### INPUT DATA:
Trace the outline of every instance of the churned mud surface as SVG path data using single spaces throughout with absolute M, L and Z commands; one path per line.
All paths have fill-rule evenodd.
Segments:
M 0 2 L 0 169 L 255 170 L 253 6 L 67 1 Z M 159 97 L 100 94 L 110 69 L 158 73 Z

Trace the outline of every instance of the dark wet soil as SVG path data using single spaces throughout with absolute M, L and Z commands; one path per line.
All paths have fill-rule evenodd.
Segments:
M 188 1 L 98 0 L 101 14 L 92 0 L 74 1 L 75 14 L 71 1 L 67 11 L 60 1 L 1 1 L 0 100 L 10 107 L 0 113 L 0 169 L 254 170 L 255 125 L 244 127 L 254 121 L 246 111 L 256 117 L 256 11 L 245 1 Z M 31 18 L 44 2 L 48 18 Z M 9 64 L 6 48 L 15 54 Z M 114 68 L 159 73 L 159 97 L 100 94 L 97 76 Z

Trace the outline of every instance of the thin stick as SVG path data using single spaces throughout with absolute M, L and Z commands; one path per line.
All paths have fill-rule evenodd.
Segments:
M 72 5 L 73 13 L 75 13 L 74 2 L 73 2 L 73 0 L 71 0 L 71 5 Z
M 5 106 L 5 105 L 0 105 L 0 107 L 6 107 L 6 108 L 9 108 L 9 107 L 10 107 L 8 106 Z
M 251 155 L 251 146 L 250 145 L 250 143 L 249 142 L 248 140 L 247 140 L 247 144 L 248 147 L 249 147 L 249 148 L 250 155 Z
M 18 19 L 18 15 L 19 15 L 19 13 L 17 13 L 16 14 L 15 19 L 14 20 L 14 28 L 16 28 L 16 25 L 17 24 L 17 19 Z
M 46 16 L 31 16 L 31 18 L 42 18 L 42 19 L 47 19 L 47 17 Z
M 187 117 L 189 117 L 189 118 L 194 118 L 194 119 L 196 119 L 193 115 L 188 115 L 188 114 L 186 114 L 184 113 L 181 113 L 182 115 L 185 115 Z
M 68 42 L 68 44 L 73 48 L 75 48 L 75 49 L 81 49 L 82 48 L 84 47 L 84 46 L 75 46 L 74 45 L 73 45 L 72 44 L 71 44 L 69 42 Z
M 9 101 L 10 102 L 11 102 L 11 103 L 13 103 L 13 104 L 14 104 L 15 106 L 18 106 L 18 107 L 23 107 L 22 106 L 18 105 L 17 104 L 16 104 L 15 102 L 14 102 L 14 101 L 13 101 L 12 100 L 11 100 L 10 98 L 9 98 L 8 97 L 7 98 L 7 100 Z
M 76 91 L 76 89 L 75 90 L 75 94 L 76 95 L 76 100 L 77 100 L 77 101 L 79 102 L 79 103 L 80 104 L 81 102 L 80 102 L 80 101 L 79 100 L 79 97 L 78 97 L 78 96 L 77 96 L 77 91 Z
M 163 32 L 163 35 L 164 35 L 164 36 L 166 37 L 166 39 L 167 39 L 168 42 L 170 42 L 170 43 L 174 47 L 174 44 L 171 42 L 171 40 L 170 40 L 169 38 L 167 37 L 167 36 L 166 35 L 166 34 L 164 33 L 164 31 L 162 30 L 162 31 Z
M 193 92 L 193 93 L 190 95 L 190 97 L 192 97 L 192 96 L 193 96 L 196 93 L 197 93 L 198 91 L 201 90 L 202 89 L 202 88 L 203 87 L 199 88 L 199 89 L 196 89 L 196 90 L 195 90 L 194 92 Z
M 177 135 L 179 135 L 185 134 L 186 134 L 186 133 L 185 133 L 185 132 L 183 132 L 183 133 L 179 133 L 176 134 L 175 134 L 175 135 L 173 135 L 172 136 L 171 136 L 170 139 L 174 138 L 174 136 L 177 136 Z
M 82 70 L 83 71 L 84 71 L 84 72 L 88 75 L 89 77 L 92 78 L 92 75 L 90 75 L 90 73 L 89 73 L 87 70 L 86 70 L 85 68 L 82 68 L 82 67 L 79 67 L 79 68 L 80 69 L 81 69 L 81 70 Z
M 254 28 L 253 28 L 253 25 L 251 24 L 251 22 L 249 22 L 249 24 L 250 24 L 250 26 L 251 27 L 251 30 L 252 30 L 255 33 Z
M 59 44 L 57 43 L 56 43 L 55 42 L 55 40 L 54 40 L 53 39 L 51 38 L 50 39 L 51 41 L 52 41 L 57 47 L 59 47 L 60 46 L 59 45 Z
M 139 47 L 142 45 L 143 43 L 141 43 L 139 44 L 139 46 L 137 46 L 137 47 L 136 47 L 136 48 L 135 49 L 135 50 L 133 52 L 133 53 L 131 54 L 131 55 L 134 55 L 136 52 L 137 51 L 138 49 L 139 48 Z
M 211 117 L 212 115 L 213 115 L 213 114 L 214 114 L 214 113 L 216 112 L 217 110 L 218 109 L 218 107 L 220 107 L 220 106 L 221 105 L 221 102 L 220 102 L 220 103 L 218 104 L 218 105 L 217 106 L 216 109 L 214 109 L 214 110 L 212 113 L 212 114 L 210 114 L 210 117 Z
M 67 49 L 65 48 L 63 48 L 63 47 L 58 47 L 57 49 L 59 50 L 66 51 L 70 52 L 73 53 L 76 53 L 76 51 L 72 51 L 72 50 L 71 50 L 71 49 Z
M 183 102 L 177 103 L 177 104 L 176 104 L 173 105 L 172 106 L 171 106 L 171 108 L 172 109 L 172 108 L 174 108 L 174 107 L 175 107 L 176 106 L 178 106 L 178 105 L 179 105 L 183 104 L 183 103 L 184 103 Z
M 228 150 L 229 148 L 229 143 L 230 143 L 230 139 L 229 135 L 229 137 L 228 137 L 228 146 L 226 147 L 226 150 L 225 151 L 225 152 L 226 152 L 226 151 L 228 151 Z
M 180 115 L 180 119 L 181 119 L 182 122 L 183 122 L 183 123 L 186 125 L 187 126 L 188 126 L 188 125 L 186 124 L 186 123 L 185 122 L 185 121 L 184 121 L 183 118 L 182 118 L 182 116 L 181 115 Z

### YOUR TASK:
Report each line of the listing above that contains the word "outline", copying every such line in full.

### SOLVED EXERCISE:
Trace the outline of every instance of the churned mud surface as SVG path data using single spaces throughout with absolute M, L and Z commands; one path per line.
Trace the outline of every instance of the dark wet soil as SVG path data using single spaces throughout with absolute M, L and Z commands; one path per line.
Trace the outline of every instance of the thin stick as SVG path data using single spaces throughout with absolute M, L and Z commands; one path per line.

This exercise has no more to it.